Tarefa — Por favor, redigite sem alterações, do texto abaixo sobre dislexia e TDAH, o trecho que vai de "Apresentar alterações nos" até "hiperatividade de crianças?".

Trecho apresentado —
Sem dúvida. Porém, não estou dizendo que não há pessoas com comportamentos muito diferentes dos padrões socialmente estabelecidos ou com maiores dificuldades no aprendizado. O que nós questionamos é o enquadramento de todas elas nos diagnósticos de dislexia ou Transtorno de Déficit de Atenção e Hiperatividade (TDAH) como uma doença neurológica, o que até hoje não tem comprovação científica. No campo da medicina, não é aceita a existência de uma doença neurológica que só altere o comportamento e/ou a aprendizagem.
Mas, e os exames que comprovam os diagnósticos?
Apresentar alterações nos exames e no comportamento não quer dizer que a pessoa tenha uma doença neurológica. O exame de neuroimagem, pretensamente usado para diagnosticar dislexia, por exemplo, apenas reflete se certas áreas cerebrais foram ativadas. Se a pessoa receber um texto em alemão e não tiver conhecimento do idioma, também não conseguirá ler e o resultado será igual ao de um analfabeto. Ou seja, o exame mostra que a pessoa não está lendo, mas não aponta o motivo. Existe um questionamento internacional em relação a isso.
O que a senhora pensa do questionário Snap-IV, usado para avaliar a atenção e a hiperatividade de crianças?
Ele contém 18 perguntas vagas, imprecisas, malformuladas e que se referem apenas ao comportamento. Além disso, basta que a criança aja de maneira distinta em dois contextos diferentes para ocorrer o diagnóstico. Isso é muito estranho em uma pretensa doença neurológica e vai contra a lógica da medicina, da biologia e da vida. Se a criança presta atenção no videogame mas não na escola, não é porque ela não sabe prestar atenção. Da mesma forma, se obedece a mãe e não o pai, não significa que não sabe obedecer. Por isso, em vez de se basear em questões padronizadas, a saída é entender o motivo pelo qual a criança não presta atenção e disponibilizar a ela formas mais atrativas de aprendizado.

Dados fornecidos —
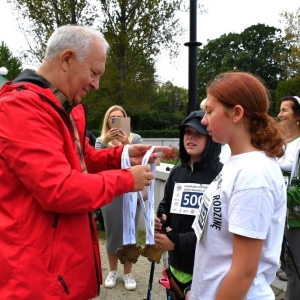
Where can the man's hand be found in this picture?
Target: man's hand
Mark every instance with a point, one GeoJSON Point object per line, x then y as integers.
{"type": "Point", "coordinates": [137, 151]}
{"type": "Point", "coordinates": [142, 177]}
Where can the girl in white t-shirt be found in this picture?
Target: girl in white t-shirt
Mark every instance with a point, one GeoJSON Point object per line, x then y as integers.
{"type": "Point", "coordinates": [241, 220]}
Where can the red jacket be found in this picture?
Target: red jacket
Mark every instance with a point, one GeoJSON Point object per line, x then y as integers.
{"type": "Point", "coordinates": [48, 240]}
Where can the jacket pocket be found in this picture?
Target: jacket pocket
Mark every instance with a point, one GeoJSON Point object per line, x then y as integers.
{"type": "Point", "coordinates": [61, 280]}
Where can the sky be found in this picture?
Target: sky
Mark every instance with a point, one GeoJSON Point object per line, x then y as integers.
{"type": "Point", "coordinates": [223, 16]}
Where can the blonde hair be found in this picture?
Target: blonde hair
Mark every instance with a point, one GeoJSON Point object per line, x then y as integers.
{"type": "Point", "coordinates": [105, 127]}
{"type": "Point", "coordinates": [202, 104]}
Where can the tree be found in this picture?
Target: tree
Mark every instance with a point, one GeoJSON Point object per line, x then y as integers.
{"type": "Point", "coordinates": [259, 49]}
{"type": "Point", "coordinates": [168, 108]}
{"type": "Point", "coordinates": [292, 30]}
{"type": "Point", "coordinates": [137, 32]}
{"type": "Point", "coordinates": [11, 63]}
{"type": "Point", "coordinates": [39, 18]}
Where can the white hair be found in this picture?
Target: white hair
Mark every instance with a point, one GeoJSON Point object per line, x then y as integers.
{"type": "Point", "coordinates": [73, 37]}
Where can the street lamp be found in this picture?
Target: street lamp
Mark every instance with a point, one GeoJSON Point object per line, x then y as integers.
{"type": "Point", "coordinates": [193, 47]}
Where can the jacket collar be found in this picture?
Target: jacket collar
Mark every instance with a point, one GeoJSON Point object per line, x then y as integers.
{"type": "Point", "coordinates": [35, 78]}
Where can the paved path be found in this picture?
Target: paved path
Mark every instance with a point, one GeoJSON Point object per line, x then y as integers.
{"type": "Point", "coordinates": [141, 272]}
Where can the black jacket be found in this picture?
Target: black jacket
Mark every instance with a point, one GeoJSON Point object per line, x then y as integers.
{"type": "Point", "coordinates": [182, 234]}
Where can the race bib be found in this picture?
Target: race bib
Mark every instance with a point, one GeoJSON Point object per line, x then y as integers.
{"type": "Point", "coordinates": [187, 198]}
{"type": "Point", "coordinates": [201, 217]}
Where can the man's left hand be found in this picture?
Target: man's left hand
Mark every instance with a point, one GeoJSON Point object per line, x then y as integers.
{"type": "Point", "coordinates": [137, 151]}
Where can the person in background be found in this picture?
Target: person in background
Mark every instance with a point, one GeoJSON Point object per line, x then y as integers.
{"type": "Point", "coordinates": [51, 179]}
{"type": "Point", "coordinates": [202, 104]}
{"type": "Point", "coordinates": [91, 137]}
{"type": "Point", "coordinates": [289, 116]}
{"type": "Point", "coordinates": [240, 223]}
{"type": "Point", "coordinates": [199, 156]}
{"type": "Point", "coordinates": [113, 212]}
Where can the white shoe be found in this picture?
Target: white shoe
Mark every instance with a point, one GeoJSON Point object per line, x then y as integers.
{"type": "Point", "coordinates": [130, 283]}
{"type": "Point", "coordinates": [111, 279]}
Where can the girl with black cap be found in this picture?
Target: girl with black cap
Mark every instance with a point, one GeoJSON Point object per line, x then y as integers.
{"type": "Point", "coordinates": [200, 164]}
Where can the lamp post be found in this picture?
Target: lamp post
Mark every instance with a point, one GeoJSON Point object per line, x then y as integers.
{"type": "Point", "coordinates": [193, 47]}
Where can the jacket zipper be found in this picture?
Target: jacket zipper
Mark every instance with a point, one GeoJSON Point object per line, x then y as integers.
{"type": "Point", "coordinates": [63, 284]}
{"type": "Point", "coordinates": [55, 221]}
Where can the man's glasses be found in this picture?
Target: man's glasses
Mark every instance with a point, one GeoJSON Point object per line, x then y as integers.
{"type": "Point", "coordinates": [113, 117]}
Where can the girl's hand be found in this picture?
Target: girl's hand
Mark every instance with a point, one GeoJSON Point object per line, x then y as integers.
{"type": "Point", "coordinates": [122, 137]}
{"type": "Point", "coordinates": [111, 135]}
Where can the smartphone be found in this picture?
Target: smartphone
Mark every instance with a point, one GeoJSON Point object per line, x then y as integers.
{"type": "Point", "coordinates": [123, 123]}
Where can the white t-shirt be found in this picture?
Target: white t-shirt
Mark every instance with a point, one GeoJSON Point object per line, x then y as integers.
{"type": "Point", "coordinates": [225, 153]}
{"type": "Point", "coordinates": [249, 200]}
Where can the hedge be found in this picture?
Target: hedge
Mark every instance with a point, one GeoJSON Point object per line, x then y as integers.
{"type": "Point", "coordinates": [148, 133]}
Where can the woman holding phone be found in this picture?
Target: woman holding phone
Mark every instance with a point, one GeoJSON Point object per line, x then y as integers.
{"type": "Point", "coordinates": [113, 212]}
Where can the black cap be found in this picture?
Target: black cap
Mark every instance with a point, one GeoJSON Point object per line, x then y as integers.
{"type": "Point", "coordinates": [194, 120]}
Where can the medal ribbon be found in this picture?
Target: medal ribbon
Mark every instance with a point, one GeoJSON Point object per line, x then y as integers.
{"type": "Point", "coordinates": [130, 203]}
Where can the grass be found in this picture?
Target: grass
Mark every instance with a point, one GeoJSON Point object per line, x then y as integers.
{"type": "Point", "coordinates": [141, 236]}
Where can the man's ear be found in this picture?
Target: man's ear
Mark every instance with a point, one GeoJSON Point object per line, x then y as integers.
{"type": "Point", "coordinates": [65, 58]}
{"type": "Point", "coordinates": [237, 113]}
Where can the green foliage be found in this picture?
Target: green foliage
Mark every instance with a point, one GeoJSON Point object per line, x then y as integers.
{"type": "Point", "coordinates": [137, 31]}
{"type": "Point", "coordinates": [39, 18]}
{"type": "Point", "coordinates": [292, 30]}
{"type": "Point", "coordinates": [259, 49]}
{"type": "Point", "coordinates": [290, 87]}
{"type": "Point", "coordinates": [11, 63]}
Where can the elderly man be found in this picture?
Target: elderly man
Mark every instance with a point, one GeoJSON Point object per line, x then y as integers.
{"type": "Point", "coordinates": [51, 178]}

Resultado —
Apresentar alterações nos exames e no comportamento não quer dizer que a pessoa tenha uma doença neurológica. O exame de neuroimagem, pretensamente usado para diagnosticar dislexia, por exemplo, apenas reflete se certas áreas cerebrais foram ativadas. Se a pessoa receber um texto em alemão e não tiver conhecimento do idioma, também não conseguirá ler e o resultado será igual ao de um analfabeto. Ou seja, o exame mostra que a pessoa não está lendo, mas não aponta o motivo. Existe um questionamento internacional em relação a isso.
O que a senhora pensa do questionário Snap-IV, usado para avaliar a atenção e a hiperatividade de crianças?